[A block of data]
+++
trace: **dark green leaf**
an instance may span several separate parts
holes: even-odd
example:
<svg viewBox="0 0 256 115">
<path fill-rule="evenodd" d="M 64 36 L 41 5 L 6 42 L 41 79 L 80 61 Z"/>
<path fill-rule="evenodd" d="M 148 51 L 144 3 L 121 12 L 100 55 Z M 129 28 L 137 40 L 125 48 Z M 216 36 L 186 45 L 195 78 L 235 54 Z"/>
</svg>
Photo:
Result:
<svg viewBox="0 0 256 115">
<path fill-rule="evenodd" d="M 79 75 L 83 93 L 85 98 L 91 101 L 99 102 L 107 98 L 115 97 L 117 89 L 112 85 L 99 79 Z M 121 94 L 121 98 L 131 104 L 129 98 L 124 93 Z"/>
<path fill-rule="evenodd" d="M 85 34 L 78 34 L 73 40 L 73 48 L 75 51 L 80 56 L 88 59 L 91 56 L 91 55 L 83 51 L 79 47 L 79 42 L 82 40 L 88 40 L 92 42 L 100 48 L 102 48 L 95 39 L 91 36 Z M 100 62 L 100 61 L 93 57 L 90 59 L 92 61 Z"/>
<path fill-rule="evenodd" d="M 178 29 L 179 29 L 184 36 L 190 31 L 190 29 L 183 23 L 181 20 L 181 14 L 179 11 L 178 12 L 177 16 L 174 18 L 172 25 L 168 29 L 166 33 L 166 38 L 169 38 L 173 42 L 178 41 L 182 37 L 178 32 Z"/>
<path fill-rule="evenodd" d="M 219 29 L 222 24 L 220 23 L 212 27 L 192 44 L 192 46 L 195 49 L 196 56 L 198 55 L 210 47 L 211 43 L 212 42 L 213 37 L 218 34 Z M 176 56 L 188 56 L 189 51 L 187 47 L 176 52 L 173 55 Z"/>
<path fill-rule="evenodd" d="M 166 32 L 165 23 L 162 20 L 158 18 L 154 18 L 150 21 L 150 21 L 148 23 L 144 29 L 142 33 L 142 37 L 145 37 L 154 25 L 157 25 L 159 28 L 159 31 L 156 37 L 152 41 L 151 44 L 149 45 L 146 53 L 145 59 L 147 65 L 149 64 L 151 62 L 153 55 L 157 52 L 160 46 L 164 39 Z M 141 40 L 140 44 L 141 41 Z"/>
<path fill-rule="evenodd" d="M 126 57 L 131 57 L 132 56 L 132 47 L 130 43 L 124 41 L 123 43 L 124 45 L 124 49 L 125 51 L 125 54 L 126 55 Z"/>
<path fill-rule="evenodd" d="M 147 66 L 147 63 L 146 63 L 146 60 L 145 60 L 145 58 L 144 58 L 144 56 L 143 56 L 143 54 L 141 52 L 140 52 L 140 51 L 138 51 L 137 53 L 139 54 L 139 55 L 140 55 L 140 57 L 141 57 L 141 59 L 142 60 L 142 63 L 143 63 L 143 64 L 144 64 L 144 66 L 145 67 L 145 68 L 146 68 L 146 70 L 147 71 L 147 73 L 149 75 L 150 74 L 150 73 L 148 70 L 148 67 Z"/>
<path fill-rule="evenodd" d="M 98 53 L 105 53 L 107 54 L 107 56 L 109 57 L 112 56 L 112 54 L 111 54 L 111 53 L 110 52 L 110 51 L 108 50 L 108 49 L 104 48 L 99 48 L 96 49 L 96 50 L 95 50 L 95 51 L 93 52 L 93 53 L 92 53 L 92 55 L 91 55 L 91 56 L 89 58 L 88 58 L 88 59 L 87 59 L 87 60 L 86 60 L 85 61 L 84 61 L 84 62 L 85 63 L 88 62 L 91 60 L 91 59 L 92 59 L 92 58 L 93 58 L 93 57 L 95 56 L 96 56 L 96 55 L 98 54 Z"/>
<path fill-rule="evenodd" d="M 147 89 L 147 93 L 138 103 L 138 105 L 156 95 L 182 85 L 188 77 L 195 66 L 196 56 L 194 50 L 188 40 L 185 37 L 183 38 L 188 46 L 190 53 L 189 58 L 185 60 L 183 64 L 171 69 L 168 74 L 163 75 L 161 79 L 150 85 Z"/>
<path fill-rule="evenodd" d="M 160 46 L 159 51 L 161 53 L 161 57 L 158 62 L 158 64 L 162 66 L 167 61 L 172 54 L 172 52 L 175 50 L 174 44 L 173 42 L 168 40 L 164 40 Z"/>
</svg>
+++
(YOUR INSTRUCTIONS): Please edit the data from its first line through the line containing "126 57 L 131", replacing "separate parts" with "distinct pieces" and leaving everything else unchanged. Return only those lines.

(ANSWER BELOW):
trace: **dark green leaf**
an instance may span several distinct pieces
holes: even-odd
example:
<svg viewBox="0 0 256 115">
<path fill-rule="evenodd" d="M 64 36 L 41 5 L 6 42 L 41 79 L 80 61 Z"/>
<path fill-rule="evenodd" d="M 148 51 L 144 3 L 121 12 L 100 55 Z M 129 28 L 137 40 L 125 48 Z M 216 36 L 186 45 L 195 78 L 235 54 Z"/>
</svg>
Photo:
Result:
<svg viewBox="0 0 256 115">
<path fill-rule="evenodd" d="M 79 75 L 83 93 L 85 98 L 91 101 L 99 102 L 107 98 L 115 97 L 117 89 L 112 85 L 99 79 Z M 121 94 L 121 98 L 131 104 L 129 98 L 124 93 Z"/>
<path fill-rule="evenodd" d="M 85 34 L 78 34 L 73 40 L 73 48 L 75 51 L 80 56 L 88 59 L 91 56 L 91 55 L 83 51 L 79 47 L 79 42 L 82 40 L 88 40 L 92 42 L 100 48 L 102 48 L 95 39 L 91 36 Z M 100 62 L 100 61 L 93 57 L 90 59 L 92 61 Z"/>
<path fill-rule="evenodd" d="M 178 29 L 179 29 L 184 36 L 190 31 L 190 29 L 183 23 L 181 20 L 181 14 L 179 11 L 178 12 L 177 16 L 174 18 L 172 25 L 168 29 L 166 33 L 166 38 L 169 38 L 173 42 L 178 41 L 182 37 L 178 32 Z"/>
<path fill-rule="evenodd" d="M 219 29 L 222 24 L 220 23 L 212 27 L 192 44 L 192 46 L 195 49 L 196 56 L 198 55 L 210 47 L 211 43 L 212 42 L 213 37 L 218 34 Z M 176 56 L 188 56 L 189 51 L 187 47 L 176 52 L 173 55 Z"/>
<path fill-rule="evenodd" d="M 166 32 L 165 23 L 162 20 L 158 18 L 154 18 L 150 21 L 150 21 L 148 23 L 144 29 L 142 33 L 142 37 L 145 37 L 154 25 L 157 25 L 159 28 L 159 31 L 156 37 L 152 41 L 151 44 L 149 45 L 146 53 L 145 59 L 147 65 L 149 64 L 151 62 L 153 55 L 157 52 L 160 46 L 164 39 Z M 141 40 L 140 44 L 141 41 Z"/>
<path fill-rule="evenodd" d="M 126 57 L 131 57 L 132 56 L 132 47 L 130 43 L 124 41 L 123 43 L 124 45 L 124 49 L 125 51 L 125 54 L 126 55 Z"/>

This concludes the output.